::: DATA
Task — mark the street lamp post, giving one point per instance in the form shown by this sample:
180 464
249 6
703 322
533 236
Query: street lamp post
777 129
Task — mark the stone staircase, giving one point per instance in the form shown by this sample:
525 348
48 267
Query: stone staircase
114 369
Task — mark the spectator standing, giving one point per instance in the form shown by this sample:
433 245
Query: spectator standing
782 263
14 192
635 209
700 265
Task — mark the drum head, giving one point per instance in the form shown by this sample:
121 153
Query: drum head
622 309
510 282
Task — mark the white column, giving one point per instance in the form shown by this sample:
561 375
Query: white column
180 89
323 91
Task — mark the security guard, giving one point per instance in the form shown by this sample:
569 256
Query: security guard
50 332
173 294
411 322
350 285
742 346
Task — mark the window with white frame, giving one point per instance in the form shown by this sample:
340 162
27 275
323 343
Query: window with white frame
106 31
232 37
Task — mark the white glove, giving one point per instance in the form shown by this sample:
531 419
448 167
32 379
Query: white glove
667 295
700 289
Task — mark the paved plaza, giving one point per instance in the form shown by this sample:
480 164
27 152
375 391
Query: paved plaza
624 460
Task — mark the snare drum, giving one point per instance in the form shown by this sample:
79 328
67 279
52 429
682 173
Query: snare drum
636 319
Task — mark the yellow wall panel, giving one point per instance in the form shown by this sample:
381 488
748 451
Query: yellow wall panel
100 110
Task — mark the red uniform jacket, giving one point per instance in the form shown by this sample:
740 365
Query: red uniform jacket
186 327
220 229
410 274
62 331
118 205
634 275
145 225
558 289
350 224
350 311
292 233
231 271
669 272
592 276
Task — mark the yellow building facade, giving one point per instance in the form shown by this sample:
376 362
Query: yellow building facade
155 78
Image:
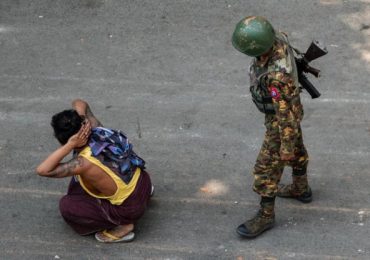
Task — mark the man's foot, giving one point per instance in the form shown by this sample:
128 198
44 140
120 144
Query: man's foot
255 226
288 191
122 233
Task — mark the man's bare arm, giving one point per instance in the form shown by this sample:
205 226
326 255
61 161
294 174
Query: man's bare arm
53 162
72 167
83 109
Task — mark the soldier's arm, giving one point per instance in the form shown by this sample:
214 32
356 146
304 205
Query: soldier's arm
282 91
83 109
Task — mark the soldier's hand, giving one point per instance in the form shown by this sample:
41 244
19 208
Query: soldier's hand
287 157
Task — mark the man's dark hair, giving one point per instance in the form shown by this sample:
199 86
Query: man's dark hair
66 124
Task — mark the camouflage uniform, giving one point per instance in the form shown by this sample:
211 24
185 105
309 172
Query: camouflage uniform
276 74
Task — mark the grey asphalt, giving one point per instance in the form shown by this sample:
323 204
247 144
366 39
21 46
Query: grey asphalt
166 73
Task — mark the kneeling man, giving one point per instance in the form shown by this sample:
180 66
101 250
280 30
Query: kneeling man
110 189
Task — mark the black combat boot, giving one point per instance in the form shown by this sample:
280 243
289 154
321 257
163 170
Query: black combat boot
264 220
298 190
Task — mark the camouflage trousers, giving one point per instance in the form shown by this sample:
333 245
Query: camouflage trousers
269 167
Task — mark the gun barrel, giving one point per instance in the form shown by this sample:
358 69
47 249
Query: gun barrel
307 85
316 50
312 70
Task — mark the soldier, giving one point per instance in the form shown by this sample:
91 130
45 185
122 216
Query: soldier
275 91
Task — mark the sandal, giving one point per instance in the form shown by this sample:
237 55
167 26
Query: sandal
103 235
::::::
__PROMPT__: Your output should be the full set of entries above, restated word for word and free of pictures.

__WRITTEN REPLY__:
Task — mark the street lamp post, giving one point per instance in the form shown by this sample:
180 464
249 6
703 322
533 236
Query: street lamp post
777 129
Task — mark the stone staircase, giving one point per instance in the form shown by this sample:
525 348
48 267
Query: stone staircase
114 369
Task — mark the spectator standing, giving one point per instance in the form shown by this sample:
433 245
Query: spectator standing
782 263
14 192
635 209
700 265
Task — mark the drum head, giving one point per instance in the form shown by this sample:
121 153
Query: drum head
622 309
510 282
Task — mark the white column, giving one point per instance in the form shown by this sample:
561 375
Query: white column
180 89
323 91
Task — mark the security guard, giving one point per instance in the form shown by this sample:
569 256
Query: security guard
50 332
173 294
411 322
350 285
742 346
Task — mark the window with white frame, giving one point per instance in the form shown by this sample:
340 162
27 275
323 343
Query: window with white frame
106 31
232 37
Task — mark the white glove, giving one point per instance in the form shown by this sample:
531 419
448 167
32 379
Query: white glove
667 295
700 289
Task — mark the paved plaza, giving one point per instance in the form shown by this sample:
480 164
27 152
375 391
Query: paved plaza
624 460
Task — mark the snare drum, giving one point per instance in the form shown by this sample:
79 328
67 279
52 429
682 173
Query: snare drum
636 319
Task — mark the yellow wall panel, giving one point per instance in the form shown by this sample:
381 488
748 451
Query: yellow wall panel
100 110
Task — mark the red uniform jacket, giving one point per instance in the form shown by this sample:
740 365
Query: red uniform jacket
186 327
220 229
410 274
62 331
118 205
634 275
145 225
558 289
350 224
350 311
292 233
231 271
669 272
592 276
Task — mark the yellow building facade, giving one point per instance in the form shown by this sample:
376 362
Query: yellow building facade
155 78
Image:
Task — mark the man's foot, giving one point per instance in the form shown by this sample:
128 198
44 140
120 144
Query: man's foot
255 226
288 191
122 233
Task — mark the man's bare arm, giving one point per instance in the form shown by this sample:
205 226
326 255
61 161
294 174
Query: man's bare arm
53 162
72 167
83 109
Task — mark the soldier's arm, giving one point per instance in the form shown by this sample:
214 32
356 146
304 205
Query: soldier's arm
282 91
83 109
Task — mark the soldier's hand, giving one point per instance in the form shown by this sample:
41 244
19 208
Query: soldier's hand
287 157
Task — mark the man's dark hair, giving one point per instance in the form shown by this sample:
199 86
Query: man's dark hair
66 124
Task — mark the camouflage uniform, giving one point per instance in the form shown by this sample:
211 24
185 105
309 172
Query: camouflage uniform
276 74
Task — mark the grey asphalt, giving one point per instance in the form shown by this sample:
323 204
247 144
366 39
21 46
Query: grey asphalt
166 73
Task — mark the kneeling man, giving one point per instance in the form shown by this sample:
180 66
101 250
280 30
Query: kneeling man
110 189
Task — mark the black combat boot, giving one point per instance in the form shown by this sample:
280 243
289 154
321 257
163 170
Query: black combat boot
264 220
298 190
Task — mark the camouflage trousers, giving one point per instance in the form shown by this sample:
333 245
Query: camouflage trousers
269 167
Task — mark the gun barrel, giving one point per instance in the form shown by this sample:
358 69
47 249
Query: gun barrel
307 85
316 50
312 70
Task — mark the soldier, giving one point per instance in the form shown by this sample:
91 130
45 185
122 216
Query: soldier
275 91
Task — mark the sandal, giving one point per instance in the form shown by this sample:
237 55
167 26
Query: sandal
103 235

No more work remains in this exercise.